▶ [TEXT SEGMENT]

The Bowen site is the most prominent of several late Woodland Period settlements located in modern Indiana along the White River in Marion County. It is sited on a glacial out-wash terrace. The site was extensively studied and excavated beginning in 1959 when it was discovered by gravel miners. Archeologists from Indiana University who responded to the reports of the discovery completed excavation of the site in 1965.

The settlement was established circa 1000 AD and inhabited by peoples who were significantly influenced by the Mississippian culture. The village measured .78 acre, and held a 200 ft diameter burial ground that included fire and human waste pits. Pottery sherds, chipped stones, and ground bones littered the site. Also discovered were crude hammers, axes, grinding tools, antlers, and weapons made of animal bone. Evidence suggests the site was only used seasonally, and inhabitants migrated annually during colder weather to other locations before returning during the warmer times of the year.

▶ [EXERCISES TO COMPLETE]
1. In the Bowen site text, what year did archeologists from Indiana University complete excavation of the site?
2. Set down a passage of the Bowen site text word for word: begin at the words "The Bowen site" and stop after "site in 1965.".

▶ [DATASET EXTRACT]
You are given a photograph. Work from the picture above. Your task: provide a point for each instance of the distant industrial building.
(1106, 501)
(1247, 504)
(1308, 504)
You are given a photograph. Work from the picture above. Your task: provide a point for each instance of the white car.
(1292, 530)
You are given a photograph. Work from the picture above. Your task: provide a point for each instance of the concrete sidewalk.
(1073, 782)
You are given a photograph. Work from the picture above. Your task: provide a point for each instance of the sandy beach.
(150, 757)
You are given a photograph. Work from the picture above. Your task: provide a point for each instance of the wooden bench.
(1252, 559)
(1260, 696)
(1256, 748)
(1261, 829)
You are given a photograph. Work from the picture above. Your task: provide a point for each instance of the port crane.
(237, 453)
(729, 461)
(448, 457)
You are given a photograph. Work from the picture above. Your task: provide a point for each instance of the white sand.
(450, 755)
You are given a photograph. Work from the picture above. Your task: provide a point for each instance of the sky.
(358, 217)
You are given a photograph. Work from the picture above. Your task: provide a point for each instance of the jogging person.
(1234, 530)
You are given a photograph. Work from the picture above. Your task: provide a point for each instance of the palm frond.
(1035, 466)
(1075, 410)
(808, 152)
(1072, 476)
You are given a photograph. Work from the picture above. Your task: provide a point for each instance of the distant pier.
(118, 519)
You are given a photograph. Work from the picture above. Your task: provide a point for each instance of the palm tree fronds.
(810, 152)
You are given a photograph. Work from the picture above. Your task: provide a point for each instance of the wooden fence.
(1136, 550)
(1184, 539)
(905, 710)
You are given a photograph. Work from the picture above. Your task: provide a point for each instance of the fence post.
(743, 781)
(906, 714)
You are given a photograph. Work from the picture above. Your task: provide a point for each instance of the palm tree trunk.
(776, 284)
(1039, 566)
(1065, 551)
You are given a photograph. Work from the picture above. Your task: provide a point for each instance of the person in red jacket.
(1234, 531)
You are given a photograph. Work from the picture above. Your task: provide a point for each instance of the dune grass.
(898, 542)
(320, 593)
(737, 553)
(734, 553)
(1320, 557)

▶ [SOLUTIONS IN ORDER]
1. 1965

2.
The Bowen site is the most prominent of several late Woodland Period settlements located in modern Indiana along the White River in Marion County. It is sited on a glacial out-wash terrace. The site was extensively studied and excavated beginning in 1959 when it was discovered by gravel miners. Archeologists from Indiana University who responded to the reports of the discovery completed excavation of the site in 1965.